═══ 読む文章 ═══
説明

彩紋の一部に文字を有する印刷物

【課題】印刷物を構成する彩紋模様に制限をかけず、彩紋の一部を利用した微小な文字で構成することで、肉眼では単に彩紋模様が構成されているように認識されるが、その情報を知っている者に限り、真正品には当該微小文字の存在が認識可能な彩紋の一部に文字を有した印刷物を提供する。
【解決手段】基材上の少なくとも一部に彩紋模様が施された印刷物において、彩紋の少なくとも一部が文字で構成されている印刷物。

【発明の詳細な説明】
【技術分野】
【0001】
本発明は、銀行券、株券、パスポート、有価証券、通行券、カード等の偽造、変造を防止する必要性のある印刷物に適用される、彩紋が帯状に連なった模様の一部に前記彩紋の帯と同一基本軸線上に設けられた文字を有する印刷物に関する。
【背景技術】
【0002】
従来から、偽造又は複写の防止を要する画像形成体、例えば貴重印刷物においては、その図柄を表現する手段として、一般的な印刷物に多く用いられている網点よりは、むしろ線画が多く用いられている。線画としては、万線状の地紋模様や、彩紋模様、銅版画にみられる凹版線画等がある。線画が貴重印刷物に多く用いられる理由は、線画によって表現された印刷物は、網点によって表現された印刷物と比べて、偽造が困難であり、また、その真正印刷物と偽造印刷物とを比べたときに真偽判別が容易な点にある。
【0003】
具体的には、まず、網点によって表現された印刷物の場合、普及している高精度の複写機により複製することによって、真正物と誤認されるような複写印刷物が作成されてしまう。また、業務用の製版カメラや近年普及している高解像度のスキャナ等によって生け撮りした後、それを基に一般的な製版設備によって網点を再生成させて刷版を得て、これを用いて印刷を行うことにより、真正物と酷似した偽造印刷物が作製されてしまう。
═══
彩紋の印刷物についての文章から、次の問いに答えてください。
1. 【解決手段】では、彩紋の少なくとも一部は何で構成されているとされていますか。
2. 線画の例として挙げられているものを三つ答えてください。
3. 網点で表現された印刷物を複製して、真正物と誤認されるような複写印刷物を作れるとされている、普及している機械は何ですか。
═══ 提供データ ═══
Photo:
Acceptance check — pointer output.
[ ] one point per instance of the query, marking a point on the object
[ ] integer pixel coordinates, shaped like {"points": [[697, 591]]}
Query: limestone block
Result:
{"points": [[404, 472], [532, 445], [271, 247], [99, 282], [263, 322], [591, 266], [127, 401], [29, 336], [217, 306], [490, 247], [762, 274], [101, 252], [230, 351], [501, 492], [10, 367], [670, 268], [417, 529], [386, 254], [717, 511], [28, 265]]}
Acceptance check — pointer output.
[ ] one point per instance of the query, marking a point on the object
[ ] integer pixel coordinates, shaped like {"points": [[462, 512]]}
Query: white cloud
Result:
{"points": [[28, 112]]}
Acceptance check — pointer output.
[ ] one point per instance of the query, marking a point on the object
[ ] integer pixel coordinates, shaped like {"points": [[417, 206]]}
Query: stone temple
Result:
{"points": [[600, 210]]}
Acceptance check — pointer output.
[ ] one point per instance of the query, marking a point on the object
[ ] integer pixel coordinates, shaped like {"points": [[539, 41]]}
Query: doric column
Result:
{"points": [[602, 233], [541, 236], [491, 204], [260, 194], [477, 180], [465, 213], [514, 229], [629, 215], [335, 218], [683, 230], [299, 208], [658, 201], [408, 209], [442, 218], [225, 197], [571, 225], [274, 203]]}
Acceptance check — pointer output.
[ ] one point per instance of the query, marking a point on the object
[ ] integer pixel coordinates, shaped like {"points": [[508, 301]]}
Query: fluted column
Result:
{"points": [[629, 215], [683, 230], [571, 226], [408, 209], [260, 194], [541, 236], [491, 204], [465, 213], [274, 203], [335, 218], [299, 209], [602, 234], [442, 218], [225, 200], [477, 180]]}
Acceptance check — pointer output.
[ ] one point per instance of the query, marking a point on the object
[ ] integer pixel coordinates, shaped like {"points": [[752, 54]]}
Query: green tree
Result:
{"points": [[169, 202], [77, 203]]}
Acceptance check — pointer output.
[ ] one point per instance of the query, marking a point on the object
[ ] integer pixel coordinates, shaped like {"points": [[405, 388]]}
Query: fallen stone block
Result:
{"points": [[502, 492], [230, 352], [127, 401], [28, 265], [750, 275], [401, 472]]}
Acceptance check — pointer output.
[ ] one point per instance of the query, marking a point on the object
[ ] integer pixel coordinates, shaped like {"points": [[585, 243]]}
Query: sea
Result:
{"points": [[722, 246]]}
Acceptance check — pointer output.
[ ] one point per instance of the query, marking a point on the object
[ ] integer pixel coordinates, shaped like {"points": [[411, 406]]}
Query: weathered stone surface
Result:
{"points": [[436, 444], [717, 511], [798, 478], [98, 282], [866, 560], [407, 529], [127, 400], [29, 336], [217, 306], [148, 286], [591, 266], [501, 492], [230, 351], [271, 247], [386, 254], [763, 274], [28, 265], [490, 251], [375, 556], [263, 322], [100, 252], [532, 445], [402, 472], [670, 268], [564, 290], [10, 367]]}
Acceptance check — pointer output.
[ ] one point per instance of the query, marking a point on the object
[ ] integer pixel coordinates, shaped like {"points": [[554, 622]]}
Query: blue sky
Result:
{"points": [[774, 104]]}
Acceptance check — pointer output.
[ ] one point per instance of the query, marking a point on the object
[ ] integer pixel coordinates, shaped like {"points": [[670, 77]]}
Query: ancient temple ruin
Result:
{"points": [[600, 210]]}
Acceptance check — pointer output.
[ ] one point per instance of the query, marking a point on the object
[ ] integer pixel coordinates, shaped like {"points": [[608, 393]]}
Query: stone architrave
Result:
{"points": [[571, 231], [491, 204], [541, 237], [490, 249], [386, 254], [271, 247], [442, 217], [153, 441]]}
═══
== 出力結果 ==
1. 文字
2. 万線状の地紋模様、彩紋模様、銅版画にみられる凹版線画
3. 高精度の複写機